======== Data rows ========

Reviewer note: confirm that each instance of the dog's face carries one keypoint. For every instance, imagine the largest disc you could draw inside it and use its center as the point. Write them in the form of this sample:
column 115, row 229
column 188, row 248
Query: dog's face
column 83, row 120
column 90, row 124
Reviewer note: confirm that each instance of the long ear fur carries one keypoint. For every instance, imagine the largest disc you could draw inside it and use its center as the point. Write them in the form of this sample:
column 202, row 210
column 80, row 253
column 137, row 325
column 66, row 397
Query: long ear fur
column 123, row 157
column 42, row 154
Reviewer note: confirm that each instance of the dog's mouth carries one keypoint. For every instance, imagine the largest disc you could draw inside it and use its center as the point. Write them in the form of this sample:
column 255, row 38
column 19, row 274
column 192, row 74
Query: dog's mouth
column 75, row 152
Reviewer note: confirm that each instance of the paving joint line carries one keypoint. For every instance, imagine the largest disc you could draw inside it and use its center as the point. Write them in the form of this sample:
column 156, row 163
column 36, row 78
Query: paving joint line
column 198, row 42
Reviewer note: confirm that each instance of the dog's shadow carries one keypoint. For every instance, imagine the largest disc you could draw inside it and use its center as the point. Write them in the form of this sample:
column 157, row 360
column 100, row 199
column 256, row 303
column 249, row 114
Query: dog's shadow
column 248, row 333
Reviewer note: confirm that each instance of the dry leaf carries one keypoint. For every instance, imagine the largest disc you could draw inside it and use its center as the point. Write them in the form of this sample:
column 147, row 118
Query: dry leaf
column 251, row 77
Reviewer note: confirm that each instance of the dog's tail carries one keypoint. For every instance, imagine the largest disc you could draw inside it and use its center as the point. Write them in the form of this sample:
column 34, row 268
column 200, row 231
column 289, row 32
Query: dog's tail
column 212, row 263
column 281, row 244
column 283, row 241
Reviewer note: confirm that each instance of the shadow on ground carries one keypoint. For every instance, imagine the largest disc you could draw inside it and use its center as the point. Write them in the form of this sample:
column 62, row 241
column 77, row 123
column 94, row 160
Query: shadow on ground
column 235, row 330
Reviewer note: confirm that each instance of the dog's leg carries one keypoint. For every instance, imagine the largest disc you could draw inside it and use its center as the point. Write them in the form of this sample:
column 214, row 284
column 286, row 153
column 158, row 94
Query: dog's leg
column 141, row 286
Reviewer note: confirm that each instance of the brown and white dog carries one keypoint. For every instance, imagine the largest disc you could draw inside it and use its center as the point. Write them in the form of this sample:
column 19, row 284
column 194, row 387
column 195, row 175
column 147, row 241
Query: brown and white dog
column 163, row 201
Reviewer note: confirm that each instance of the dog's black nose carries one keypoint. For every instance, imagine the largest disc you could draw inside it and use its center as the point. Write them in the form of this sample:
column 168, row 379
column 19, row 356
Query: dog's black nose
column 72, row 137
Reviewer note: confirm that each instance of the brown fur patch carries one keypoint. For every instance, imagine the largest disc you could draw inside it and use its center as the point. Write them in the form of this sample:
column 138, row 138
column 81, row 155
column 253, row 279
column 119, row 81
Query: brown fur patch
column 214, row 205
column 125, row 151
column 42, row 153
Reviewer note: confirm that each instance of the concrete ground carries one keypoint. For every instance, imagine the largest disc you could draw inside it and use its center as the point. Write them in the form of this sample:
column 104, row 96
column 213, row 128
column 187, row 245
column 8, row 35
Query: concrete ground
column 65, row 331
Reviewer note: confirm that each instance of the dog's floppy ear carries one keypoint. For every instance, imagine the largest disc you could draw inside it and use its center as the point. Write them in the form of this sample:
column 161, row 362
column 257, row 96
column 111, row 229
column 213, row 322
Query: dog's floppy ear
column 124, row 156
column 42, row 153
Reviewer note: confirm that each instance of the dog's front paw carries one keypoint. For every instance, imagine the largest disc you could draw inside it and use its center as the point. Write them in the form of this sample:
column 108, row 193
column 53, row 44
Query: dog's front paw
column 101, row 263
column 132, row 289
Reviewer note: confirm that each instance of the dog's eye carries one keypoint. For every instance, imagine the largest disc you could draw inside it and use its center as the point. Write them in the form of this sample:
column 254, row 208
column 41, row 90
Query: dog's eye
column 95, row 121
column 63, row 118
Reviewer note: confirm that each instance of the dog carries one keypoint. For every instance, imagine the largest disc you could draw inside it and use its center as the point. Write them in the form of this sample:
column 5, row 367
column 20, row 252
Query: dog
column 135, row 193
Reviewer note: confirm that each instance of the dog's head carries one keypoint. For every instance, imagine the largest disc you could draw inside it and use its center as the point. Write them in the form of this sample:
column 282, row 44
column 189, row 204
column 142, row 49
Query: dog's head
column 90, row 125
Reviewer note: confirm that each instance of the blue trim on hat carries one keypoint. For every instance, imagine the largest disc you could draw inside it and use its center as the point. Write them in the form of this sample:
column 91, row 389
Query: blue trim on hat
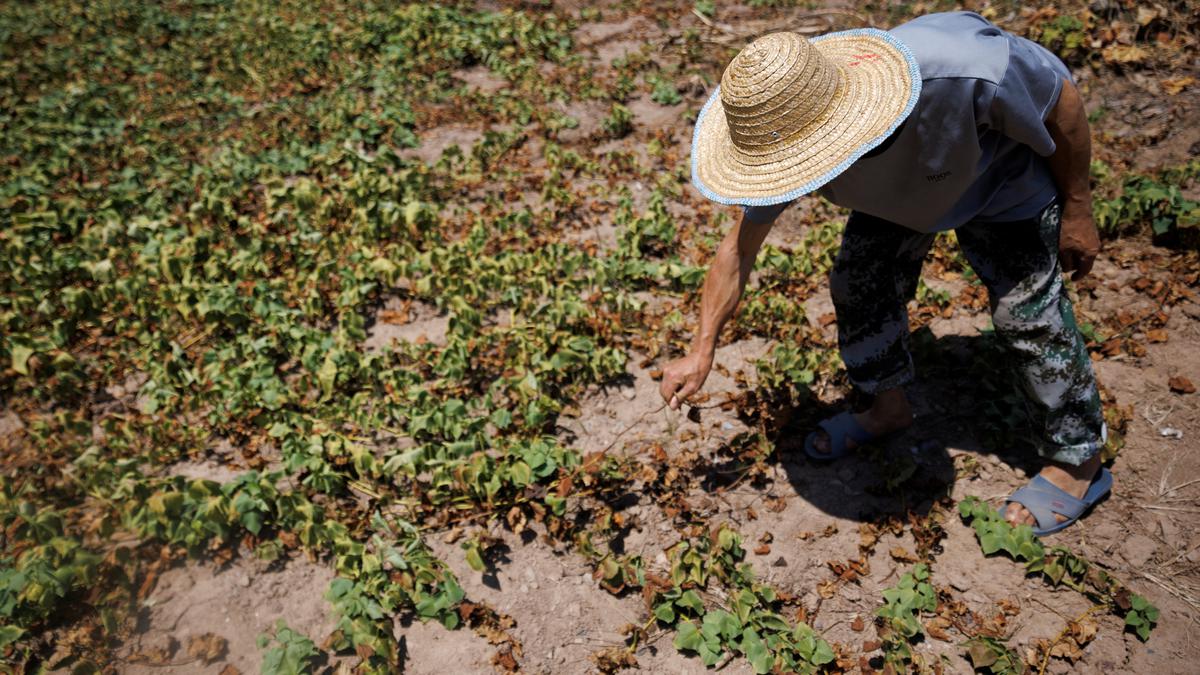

========

* **Task statement**: Retype all of the entries above word for word, leaving out the pictures.

* **Solution to the problem**:
Reviewer note: confirm that each instance of the dog's face carries one keypoint. For every instance, imagine the largest disc you could draw inside it and use its center as the point. Write them in the form of this sample:
column 115, row 229
column 188, row 248
Query: dog's face
column 83, row 120
column 90, row 124
Reviewer note: confirm that each instance of the long ear fur carries one keypoint. For every instance, imagine the largest disc you could draw inside it and use its center as the point. Write them in the form of this sample:
column 202, row 210
column 80, row 253
column 137, row 325
column 66, row 397
Query: long ear fur
column 123, row 157
column 42, row 154
Reviewer note: confirm that each instance of the dog's mouth carries one keypoint. For every instance, imagine the largest disc you could draw inside it and use its center as the point. Write them in the form of this sample:
column 255, row 38
column 19, row 274
column 192, row 74
Query: dog's mouth
column 75, row 152
Reviewer note: confirm that each instance of the paving joint line carries one keypoint. For every instance, imagine the largest disc you could draw inside it and use its center as the point. Write them in the form of this sample:
column 156, row 163
column 36, row 78
Query: paving joint line
column 198, row 42
Reviewer note: confirm that each instance of the dog's shadow carries one keypoint. For every instance, imagine the largest disc you could draw inside it and use its center as the point. Write them in the form of this sample:
column 157, row 360
column 100, row 199
column 256, row 303
column 249, row 114
Query: dog's shadow
column 248, row 333
Reviewer note: confirm that each instance of the dry leaf carries one keypoint. For every instance, imagine the largest disc you could draw inside it and use its center as the point. Write them in the form of this sample:
column 147, row 118
Query: dry leaf
column 251, row 77
Reviewer note: confirm that each instance of the dog's tail carries one keypoint. For every instance, imagine the largest disc you could draw inside it and use its center as the point. Write them in the form of this sample:
column 34, row 268
column 200, row 231
column 289, row 32
Query: dog's tail
column 212, row 263
column 281, row 244
column 283, row 241
Reviewer note: confirm that each instance of the shadow on ground carries one keypoint. For every instance, imagine the largest disc you could draw inside it and use its center as the point. Write them in the form of this sample:
column 62, row 241
column 77, row 123
column 94, row 160
Query: shadow on ground
column 235, row 330
Reviewer note: confirm that each instance of the dog's leg carries one keypoint. For every instance, imagine the largest disc you could draw inside it and use its center as the point. Write them in the form of this sample:
column 214, row 284
column 286, row 153
column 158, row 94
Query: dog's leg
column 141, row 286
Reviewer note: confirm that each instance of the brown and white dog carries one keypoint. For every instance, imagine the largest disc you could draw inside it and use its center as the point. Write them in the form of this sample:
column 19, row 284
column 194, row 387
column 195, row 175
column 147, row 241
Query: brown and white dog
column 163, row 201
Reviewer note: confirm that each instance of the dog's black nose carries one keypoint. For every instance, imagine the largest disc you could draw inside it and use its center as the point. Write them in the form of this sample:
column 168, row 379
column 19, row 356
Query: dog's black nose
column 72, row 137
Reviewer note: confirm that each instance of the brown fur patch carries one keypoint. For every instance, imagine the largest disc you could draw inside it and use its center as the point. Write them in the form of this sample:
column 138, row 138
column 81, row 155
column 253, row 279
column 119, row 81
Query: brown fur patch
column 214, row 205
column 125, row 151
column 42, row 153
Reviewer note: confirm that each instance of the concrete ground carries one keypoint. For every instance, imagine the largest disc you could draw inside it and use its center as the point. Write them in the form of this sample:
column 104, row 96
column 213, row 128
column 187, row 245
column 8, row 35
Query: concrete ground
column 65, row 331
Reviewer note: confirm that each instance of the dog's floppy ear carries one keypoint. For every instance, imagine the largest disc you could draw inside it and use its center as the point. Write them in the form of this sample:
column 161, row 362
column 257, row 96
column 111, row 229
column 213, row 322
Query: dog's floppy ear
column 124, row 156
column 42, row 153
Reviewer note: confirm that each instance of the dog's front paw carries one keypoint. For every instance, imagine the largest disc you could draw inside it and use its center as the point. Write them in the form of this sample:
column 108, row 193
column 53, row 44
Query: dog's front paw
column 101, row 263
column 132, row 289
Reviewer note: confirm that each instance of the dog's eye carries one keypoint. For every instance, imagine the largest disc you could draw inside it and use its center as the point. Write them in the form of this sample:
column 254, row 208
column 41, row 90
Query: dog's eye
column 95, row 121
column 63, row 118
Reviewer note: confirm that each instance of the dog carries one keypoint. For every instance, imagine the largest disc you could draw inside it and use its center as the point. Write them in the form of this sample:
column 5, row 367
column 20, row 252
Query: dog
column 135, row 193
Reviewer note: confirm that each instance of the dog's head carries one keypoint. For every instance, imagine the largest disc you could draw inside it and use its center as the point. Write them in the form of this sample:
column 282, row 44
column 189, row 204
column 142, row 49
Query: dog's head
column 90, row 125
Reviewer note: confirm that each instance of the blue trim on hat carries one keypoint. For every instance, imagine the largest disc you could draw inside it and use its center as the point. Write them in the form of this sample:
column 91, row 389
Query: blue trim on hat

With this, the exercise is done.